# Probabilistic Information Retrieval Review


$\hspace{10 mm}$For the last few decades information on any medium has increased tremendously, especially online data which grows exponentially. The more data online, the more troublesome to reach the relevant information. There are many models to retrieve relevant documents online, in this notebook I am going to explain Binary Independence Model(BIM) on top of Probability Ranking Principle(PRP).
    
$\hspace{10 mm}$Probability ranking principle is using probabilistic approach to rank documents by relevancy. The assumption here is that,if we have documents d and query q, we can find the best ranking by calculating each documents probability of relevancy P(R=1|d,q) and sort the probabilities by decreasing order.
    
$\hspace{10 mm}$For the Binary independence model, we assume that documents and queries are binary vectors that only shows the presence or absence of the words in a given vocabulary. So the **ordering of words** and **number of occurrence** is ignored by BIM.

Task to complete: Retype the passage of the probabilistic retrieval review starting at "# Probabilistic Information" and ending at "by decreasing order.". The entries after this point come from a separate source.

Data records:
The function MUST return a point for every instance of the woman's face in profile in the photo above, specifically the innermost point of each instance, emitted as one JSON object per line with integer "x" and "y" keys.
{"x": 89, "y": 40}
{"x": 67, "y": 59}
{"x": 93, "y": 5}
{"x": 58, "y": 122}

Result of the task:
# Probabilistic Information Retrieval Review


$\hspace{10 mm}$For the last few decades information on any medium has increased tremendously, especially online data which grows exponentially. The more data online, the more troublesome to reach the relevant information. There are many models to retrieve relevant documents online, in this notebook I am going to explain Binary Independence Model(BIM) on top of Probability Ranking Principle(PRP).
    
$\hspace{10 mm}$Probability ranking principle is using probabilistic approach to rank documents by relevancy. The assumption here is that,if we have documents d and query q, we can find the best ranking by calculating each documents probability of relevancy P(R=1|d,q) and sort the probabilities by decreasing order.